À FAIRE:
1) D'après le texte sur les enfants mendiants de Lomé, quel âge ont ces petits enfants ?
2) Indiquez si chacune des affirmations suivantes concorde avec le texte sur les enfants mendiants de Lomé, en répondant par oui ou non et en citant les mots décisifs du texte : (a) les enfants sont généralement à leur poste dès le lever du jour ; (b) les mères restent à la maison pendant que les enfants mendient ; (c) les enfants mendient aux abords des feux tricolores.
3) Poursuivez le texte sur les enfants mendiants de Lomé à la suite de sa dernière phrase.

PAGE:

Ils sont de plus en plus nombreux dans la capitale togolaise, ces petits enfants qui mendient aux abords des feux tricolores des grands axes, s’exposant à tous les dangers.
Ils sont consciemment lâchés dans la nature par leurs mères, souvent assises non loin à même-le-sol, les observant religieusement. Ces enfants ne sont pas loin des « Talibés » au Sénégal ou « Garibou » au Burkina Faso, Mali ou en Côte d’Ivoire.
Presque tous les jours, ils prennent d’assaut les abords de plusieurs feux tricolores de Lomé. Comme des fonctionnaires sur leur lieu de travail, ils sont à l’heure. Généralement, ils sont déjà à leurs postes dès le lever du jour.
Bien différents des enfants de rue dont l’âge est un peu plus avancé, ces petits enfants, âgés entre 6 et 12 ans, sont pour la plupart accompagnés de leurs mères qui se mettent à l’ombre et les envoient au +front+.

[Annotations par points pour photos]
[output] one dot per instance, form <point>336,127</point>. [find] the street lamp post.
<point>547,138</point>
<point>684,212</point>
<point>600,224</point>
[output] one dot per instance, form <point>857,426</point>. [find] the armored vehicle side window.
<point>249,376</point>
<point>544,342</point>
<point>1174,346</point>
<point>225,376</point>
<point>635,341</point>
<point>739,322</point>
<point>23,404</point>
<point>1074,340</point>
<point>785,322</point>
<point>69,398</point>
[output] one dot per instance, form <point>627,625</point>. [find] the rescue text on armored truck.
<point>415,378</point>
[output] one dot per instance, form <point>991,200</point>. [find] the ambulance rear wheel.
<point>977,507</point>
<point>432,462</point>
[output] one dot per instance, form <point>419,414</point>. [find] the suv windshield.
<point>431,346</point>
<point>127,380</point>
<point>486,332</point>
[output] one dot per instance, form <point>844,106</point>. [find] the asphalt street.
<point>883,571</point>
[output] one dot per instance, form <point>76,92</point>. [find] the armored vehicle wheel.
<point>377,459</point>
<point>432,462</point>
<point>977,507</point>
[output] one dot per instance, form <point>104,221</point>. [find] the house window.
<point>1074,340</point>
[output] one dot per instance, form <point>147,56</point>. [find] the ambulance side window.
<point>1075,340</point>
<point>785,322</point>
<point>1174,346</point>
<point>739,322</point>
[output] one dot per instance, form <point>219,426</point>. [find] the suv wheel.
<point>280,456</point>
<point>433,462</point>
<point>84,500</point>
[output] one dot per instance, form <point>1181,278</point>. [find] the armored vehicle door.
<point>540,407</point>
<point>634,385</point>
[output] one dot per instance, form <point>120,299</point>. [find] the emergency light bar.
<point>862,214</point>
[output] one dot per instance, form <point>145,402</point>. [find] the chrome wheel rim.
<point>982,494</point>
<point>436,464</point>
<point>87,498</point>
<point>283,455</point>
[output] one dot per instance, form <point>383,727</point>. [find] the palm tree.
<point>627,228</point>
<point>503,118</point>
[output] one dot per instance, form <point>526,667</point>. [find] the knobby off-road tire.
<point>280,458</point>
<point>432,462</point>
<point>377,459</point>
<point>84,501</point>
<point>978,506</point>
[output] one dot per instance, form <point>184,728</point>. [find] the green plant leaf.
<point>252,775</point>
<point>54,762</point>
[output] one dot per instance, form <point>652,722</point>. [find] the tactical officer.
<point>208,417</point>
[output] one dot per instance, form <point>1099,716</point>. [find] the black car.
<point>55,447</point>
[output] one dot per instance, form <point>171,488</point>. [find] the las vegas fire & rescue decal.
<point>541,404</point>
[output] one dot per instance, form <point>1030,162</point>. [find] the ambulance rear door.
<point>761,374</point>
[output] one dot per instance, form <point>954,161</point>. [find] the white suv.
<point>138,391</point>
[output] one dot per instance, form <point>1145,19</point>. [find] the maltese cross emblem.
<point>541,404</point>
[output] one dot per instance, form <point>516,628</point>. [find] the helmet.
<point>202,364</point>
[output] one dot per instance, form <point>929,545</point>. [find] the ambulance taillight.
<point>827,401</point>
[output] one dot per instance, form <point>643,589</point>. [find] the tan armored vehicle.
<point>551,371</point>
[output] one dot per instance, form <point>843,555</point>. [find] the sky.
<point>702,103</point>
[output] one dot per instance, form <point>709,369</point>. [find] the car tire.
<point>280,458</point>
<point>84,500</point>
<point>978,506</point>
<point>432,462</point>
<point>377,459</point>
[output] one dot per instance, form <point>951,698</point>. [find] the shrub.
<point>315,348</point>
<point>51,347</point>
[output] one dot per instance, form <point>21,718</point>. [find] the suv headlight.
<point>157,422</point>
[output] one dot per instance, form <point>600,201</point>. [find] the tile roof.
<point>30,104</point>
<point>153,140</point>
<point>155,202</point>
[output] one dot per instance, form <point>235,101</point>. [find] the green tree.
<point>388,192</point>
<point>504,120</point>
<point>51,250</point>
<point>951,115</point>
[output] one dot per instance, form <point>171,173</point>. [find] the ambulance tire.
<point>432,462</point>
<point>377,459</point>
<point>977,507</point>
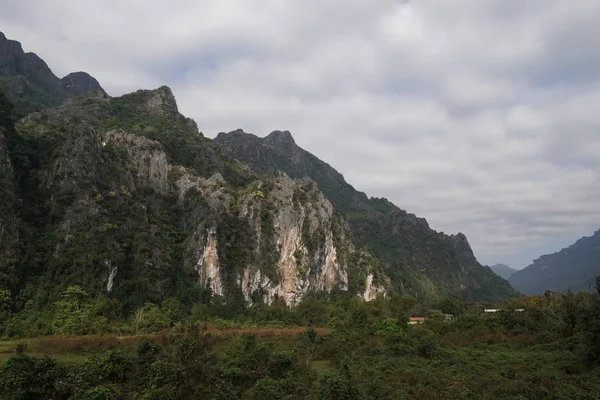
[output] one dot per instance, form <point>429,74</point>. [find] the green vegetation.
<point>418,260</point>
<point>367,351</point>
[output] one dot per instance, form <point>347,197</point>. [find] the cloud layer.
<point>482,116</point>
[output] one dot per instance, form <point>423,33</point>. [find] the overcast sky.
<point>481,116</point>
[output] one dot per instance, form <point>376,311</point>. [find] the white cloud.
<point>481,115</point>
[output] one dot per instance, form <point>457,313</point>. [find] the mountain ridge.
<point>403,241</point>
<point>573,267</point>
<point>503,270</point>
<point>31,84</point>
<point>127,198</point>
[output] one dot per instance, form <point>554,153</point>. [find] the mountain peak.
<point>281,139</point>
<point>163,100</point>
<point>80,82</point>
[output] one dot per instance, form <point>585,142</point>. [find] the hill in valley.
<point>574,267</point>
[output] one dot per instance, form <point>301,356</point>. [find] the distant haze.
<point>480,115</point>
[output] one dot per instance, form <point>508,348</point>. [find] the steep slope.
<point>30,83</point>
<point>503,270</point>
<point>574,267</point>
<point>124,196</point>
<point>419,260</point>
<point>9,249</point>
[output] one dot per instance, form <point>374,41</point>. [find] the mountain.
<point>418,260</point>
<point>502,270</point>
<point>573,267</point>
<point>31,85</point>
<point>126,197</point>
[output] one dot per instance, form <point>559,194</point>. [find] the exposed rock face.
<point>77,83</point>
<point>208,265</point>
<point>30,83</point>
<point>502,270</point>
<point>148,157</point>
<point>163,101</point>
<point>419,260</point>
<point>300,267</point>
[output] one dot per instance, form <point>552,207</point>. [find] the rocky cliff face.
<point>418,260</point>
<point>30,83</point>
<point>121,186</point>
<point>9,234</point>
<point>125,196</point>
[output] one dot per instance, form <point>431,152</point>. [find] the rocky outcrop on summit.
<point>77,83</point>
<point>503,270</point>
<point>419,261</point>
<point>32,85</point>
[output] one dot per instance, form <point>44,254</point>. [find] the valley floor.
<point>450,366</point>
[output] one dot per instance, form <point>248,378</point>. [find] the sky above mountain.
<point>481,115</point>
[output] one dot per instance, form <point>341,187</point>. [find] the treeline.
<point>549,350</point>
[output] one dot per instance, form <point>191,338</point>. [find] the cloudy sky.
<point>482,116</point>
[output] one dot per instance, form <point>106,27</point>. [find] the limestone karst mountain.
<point>503,270</point>
<point>418,260</point>
<point>127,198</point>
<point>30,83</point>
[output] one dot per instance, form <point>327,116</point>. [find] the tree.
<point>307,342</point>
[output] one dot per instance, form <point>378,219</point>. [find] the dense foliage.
<point>368,351</point>
<point>419,260</point>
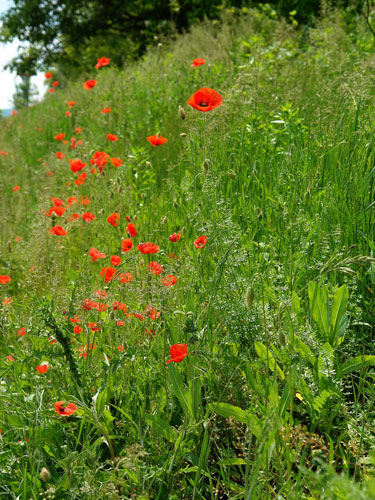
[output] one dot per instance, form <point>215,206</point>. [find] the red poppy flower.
<point>115,260</point>
<point>205,99</point>
<point>102,61</point>
<point>169,280</point>
<point>56,201</point>
<point>58,231</point>
<point>107,273</point>
<point>88,304</point>
<point>88,217</point>
<point>147,248</point>
<point>156,140</point>
<point>95,254</point>
<point>126,245</point>
<point>200,242</point>
<point>131,230</point>
<point>90,84</point>
<point>85,201</point>
<point>57,210</point>
<point>67,410</point>
<point>155,268</point>
<point>119,306</point>
<point>99,159</point>
<point>178,353</point>
<point>76,165</point>
<point>94,327</point>
<point>152,312</point>
<point>116,162</point>
<point>114,219</point>
<point>174,237</point>
<point>125,277</point>
<point>80,179</point>
<point>198,62</point>
<point>42,368</point>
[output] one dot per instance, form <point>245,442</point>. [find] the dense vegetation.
<point>275,306</point>
<point>68,33</point>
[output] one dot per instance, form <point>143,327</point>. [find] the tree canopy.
<point>72,33</point>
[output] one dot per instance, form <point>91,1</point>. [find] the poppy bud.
<point>181,113</point>
<point>45,475</point>
<point>249,297</point>
<point>206,164</point>
<point>282,339</point>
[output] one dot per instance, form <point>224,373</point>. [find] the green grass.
<point>275,399</point>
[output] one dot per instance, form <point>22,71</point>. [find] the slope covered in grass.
<point>276,311</point>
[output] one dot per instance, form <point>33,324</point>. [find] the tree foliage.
<point>72,33</point>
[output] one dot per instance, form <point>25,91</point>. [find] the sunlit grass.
<point>274,398</point>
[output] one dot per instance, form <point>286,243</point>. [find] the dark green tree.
<point>73,33</point>
<point>25,93</point>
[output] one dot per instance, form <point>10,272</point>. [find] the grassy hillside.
<point>275,397</point>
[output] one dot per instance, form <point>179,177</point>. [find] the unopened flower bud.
<point>181,113</point>
<point>45,475</point>
<point>249,298</point>
<point>206,164</point>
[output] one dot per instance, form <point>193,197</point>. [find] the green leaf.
<point>318,298</point>
<point>337,315</point>
<point>161,427</point>
<point>232,461</point>
<point>268,359</point>
<point>303,350</point>
<point>227,410</point>
<point>179,391</point>
<point>356,364</point>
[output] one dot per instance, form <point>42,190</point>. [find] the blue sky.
<point>7,79</point>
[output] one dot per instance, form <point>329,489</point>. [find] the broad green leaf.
<point>266,356</point>
<point>303,350</point>
<point>232,461</point>
<point>161,427</point>
<point>318,298</point>
<point>179,391</point>
<point>227,410</point>
<point>356,364</point>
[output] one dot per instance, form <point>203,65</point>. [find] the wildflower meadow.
<point>187,271</point>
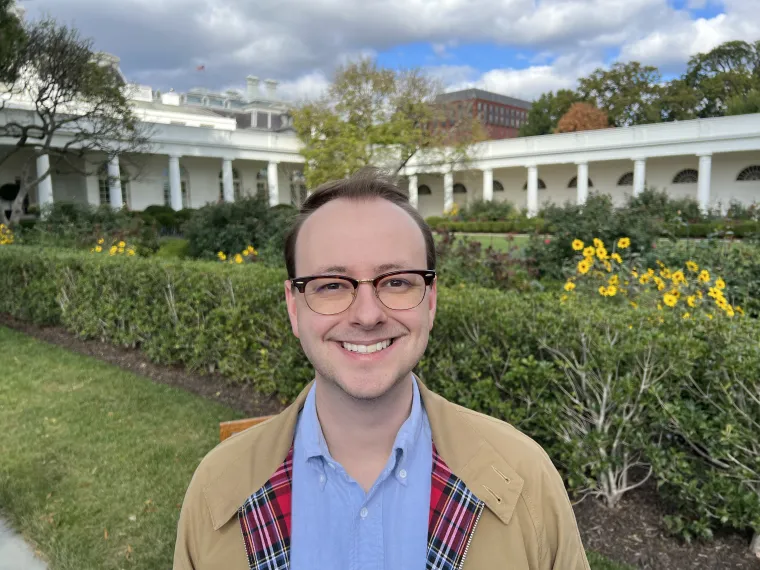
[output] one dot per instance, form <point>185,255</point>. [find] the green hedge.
<point>524,358</point>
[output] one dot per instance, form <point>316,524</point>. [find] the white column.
<point>45,186</point>
<point>272,180</point>
<point>639,175</point>
<point>228,188</point>
<point>448,191</point>
<point>175,183</point>
<point>114,184</point>
<point>487,185</point>
<point>532,191</point>
<point>582,183</point>
<point>413,194</point>
<point>703,183</point>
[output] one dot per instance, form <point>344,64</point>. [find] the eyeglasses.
<point>333,294</point>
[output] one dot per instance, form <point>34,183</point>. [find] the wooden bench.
<point>226,429</point>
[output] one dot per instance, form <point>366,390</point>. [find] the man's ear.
<point>432,302</point>
<point>290,301</point>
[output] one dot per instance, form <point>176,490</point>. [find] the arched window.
<point>298,192</point>
<point>626,179</point>
<point>541,185</point>
<point>104,186</point>
<point>262,181</point>
<point>236,184</point>
<point>687,176</point>
<point>184,180</point>
<point>574,183</point>
<point>749,173</point>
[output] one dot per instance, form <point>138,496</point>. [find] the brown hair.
<point>365,184</point>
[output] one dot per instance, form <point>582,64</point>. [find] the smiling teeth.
<point>366,349</point>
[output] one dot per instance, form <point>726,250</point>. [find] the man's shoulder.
<point>525,455</point>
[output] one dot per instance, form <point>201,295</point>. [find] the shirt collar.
<point>312,441</point>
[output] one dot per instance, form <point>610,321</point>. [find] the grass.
<point>96,460</point>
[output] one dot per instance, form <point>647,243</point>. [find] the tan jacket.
<point>526,522</point>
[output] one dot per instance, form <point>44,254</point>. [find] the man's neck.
<point>361,433</point>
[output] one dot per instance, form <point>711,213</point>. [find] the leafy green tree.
<point>628,92</point>
<point>380,117</point>
<point>728,71</point>
<point>545,113</point>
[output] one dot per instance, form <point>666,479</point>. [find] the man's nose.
<point>367,310</point>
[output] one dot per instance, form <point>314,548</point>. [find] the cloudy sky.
<point>515,47</point>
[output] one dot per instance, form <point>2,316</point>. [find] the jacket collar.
<point>466,452</point>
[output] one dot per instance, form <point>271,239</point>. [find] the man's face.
<point>361,239</point>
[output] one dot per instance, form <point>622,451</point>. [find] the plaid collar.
<point>265,519</point>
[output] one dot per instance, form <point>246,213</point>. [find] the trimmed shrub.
<point>231,227</point>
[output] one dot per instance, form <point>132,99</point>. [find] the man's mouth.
<point>367,348</point>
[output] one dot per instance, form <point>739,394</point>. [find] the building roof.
<point>469,94</point>
<point>185,109</point>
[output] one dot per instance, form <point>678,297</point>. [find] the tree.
<point>628,92</point>
<point>582,117</point>
<point>545,113</point>
<point>380,117</point>
<point>730,70</point>
<point>66,102</point>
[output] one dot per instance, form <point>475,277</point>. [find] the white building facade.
<point>208,148</point>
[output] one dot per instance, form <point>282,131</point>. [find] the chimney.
<point>252,83</point>
<point>271,89</point>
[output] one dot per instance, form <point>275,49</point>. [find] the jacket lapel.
<point>265,519</point>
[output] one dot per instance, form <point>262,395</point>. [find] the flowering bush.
<point>686,290</point>
<point>119,247</point>
<point>6,235</point>
<point>249,254</point>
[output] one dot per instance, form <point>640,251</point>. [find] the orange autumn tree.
<point>582,117</point>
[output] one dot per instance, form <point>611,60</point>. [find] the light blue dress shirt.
<point>336,525</point>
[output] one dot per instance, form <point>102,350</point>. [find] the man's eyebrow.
<point>343,270</point>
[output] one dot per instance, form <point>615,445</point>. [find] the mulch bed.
<point>631,533</point>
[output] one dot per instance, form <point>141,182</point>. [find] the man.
<point>368,469</point>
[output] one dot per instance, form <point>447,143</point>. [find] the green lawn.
<point>96,460</point>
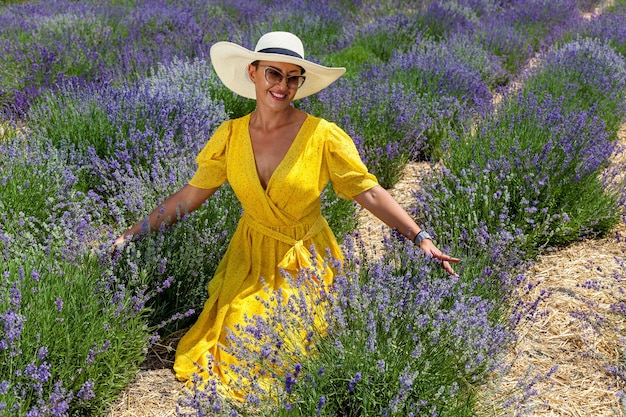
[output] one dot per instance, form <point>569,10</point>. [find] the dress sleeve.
<point>348,173</point>
<point>211,171</point>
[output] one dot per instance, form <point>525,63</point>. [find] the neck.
<point>269,118</point>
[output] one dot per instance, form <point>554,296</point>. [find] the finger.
<point>448,268</point>
<point>444,257</point>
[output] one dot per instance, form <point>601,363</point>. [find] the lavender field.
<point>104,105</point>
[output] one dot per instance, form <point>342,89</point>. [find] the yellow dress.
<point>279,225</point>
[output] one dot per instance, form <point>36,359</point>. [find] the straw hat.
<point>231,61</point>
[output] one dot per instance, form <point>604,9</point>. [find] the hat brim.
<point>231,61</point>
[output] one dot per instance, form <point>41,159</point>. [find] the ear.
<point>252,72</point>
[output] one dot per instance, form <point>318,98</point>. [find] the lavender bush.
<point>397,340</point>
<point>608,26</point>
<point>118,98</point>
<point>588,74</point>
<point>389,123</point>
<point>71,336</point>
<point>518,29</point>
<point>532,170</point>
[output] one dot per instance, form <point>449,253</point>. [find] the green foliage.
<point>180,261</point>
<point>77,326</point>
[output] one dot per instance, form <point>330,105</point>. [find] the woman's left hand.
<point>429,248</point>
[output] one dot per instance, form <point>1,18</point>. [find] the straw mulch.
<point>574,330</point>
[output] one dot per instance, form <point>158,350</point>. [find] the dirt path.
<point>575,331</point>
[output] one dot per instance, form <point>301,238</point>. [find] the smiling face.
<point>276,83</point>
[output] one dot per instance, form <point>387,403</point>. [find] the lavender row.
<point>99,154</point>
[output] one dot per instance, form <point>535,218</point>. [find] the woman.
<point>278,160</point>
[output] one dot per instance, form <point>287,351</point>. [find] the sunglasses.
<point>274,76</point>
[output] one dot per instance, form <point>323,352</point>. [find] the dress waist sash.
<point>298,256</point>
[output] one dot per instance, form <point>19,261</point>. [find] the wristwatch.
<point>421,236</point>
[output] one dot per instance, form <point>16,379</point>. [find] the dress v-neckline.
<point>282,162</point>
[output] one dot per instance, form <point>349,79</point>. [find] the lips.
<point>278,96</point>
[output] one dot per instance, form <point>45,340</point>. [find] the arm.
<point>186,200</point>
<point>381,204</point>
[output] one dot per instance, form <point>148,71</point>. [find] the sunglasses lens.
<point>295,82</point>
<point>272,76</point>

RÉPONSES AUX TÂCHES:
1) Ils ont entre 6 et 12 ans.

2)
(a) Oui : « Généralement, ils sont déjà à leurs postes dès le lever du jour. »
(b) Non : « sont pour la plupart accompagnés de leurs mères qui se mettent à l’ombre et les envoient au +front+ ».
(c) Oui : « ces petits enfants qui mendient aux abords des feux tricolores des grands axes ».

3)
Parfois pieds nus et souvent vêtus d’habits sales, ils se faufilent entre les voitures et les motocyclistes, bravant le soleil et la pluie. Certains, petits morceaux de tissus sales en mains, font semblant d’essuyer les guidons des motos ou les rétroviseurs des voitures.
Allaitant parfois d’autres bébés à quelques mètres, les mères de ces enfants qui suivent discrètement leurs faits et gestes et subissent quelques fois, les insultes des passagers, souvent en colère.
« C’est une souffrance que vous infligez à vos enfants. Mais cela va bientôt cesser », s’indigne un sexagénaire à bord d’une voiture.
« Ce phénomène est de plus en plus insupportable pour moi. Leurs mères s’asseyent à l’ombre et les envoient mendier. Et pire, elles sont capables de frapper les enfants au cas où ces derniers refuseraient », s’offusque un conducteur de taxi moto.
Le phénomène prend de l’ampleur, car devenu une affaire rentable pour les parents de ces enfants.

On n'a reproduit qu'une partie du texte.